BEGIN

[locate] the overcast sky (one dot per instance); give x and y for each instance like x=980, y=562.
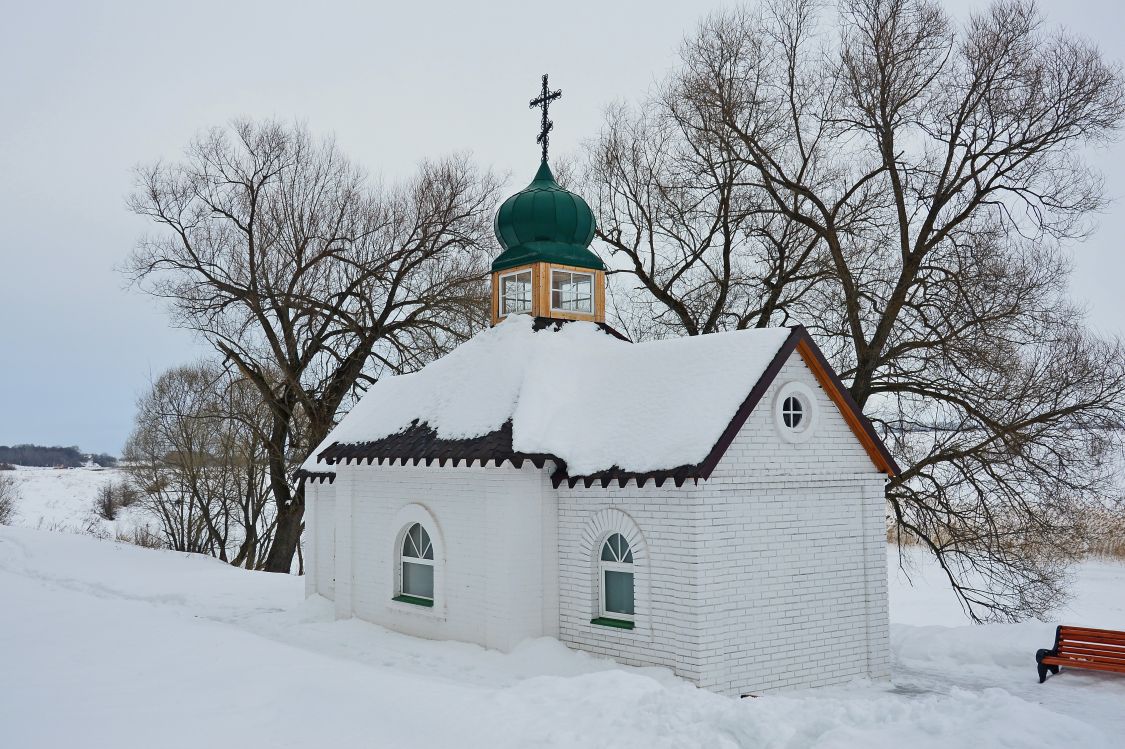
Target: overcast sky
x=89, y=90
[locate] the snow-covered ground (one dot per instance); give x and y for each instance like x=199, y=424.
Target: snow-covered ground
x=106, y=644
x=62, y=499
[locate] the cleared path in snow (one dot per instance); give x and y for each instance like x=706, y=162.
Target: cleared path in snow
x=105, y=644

END

Give back the lines from the one containing "[locate] the snow-covered" through the one containing "x=62, y=499", with "ground" swapped for "terrain" and everything else left unchanged.

Task result:
[locate] the snow-covered terrain (one dot per instance); give x and y for each instance like x=199, y=424.
Target: snow-covered terrain
x=106, y=644
x=62, y=499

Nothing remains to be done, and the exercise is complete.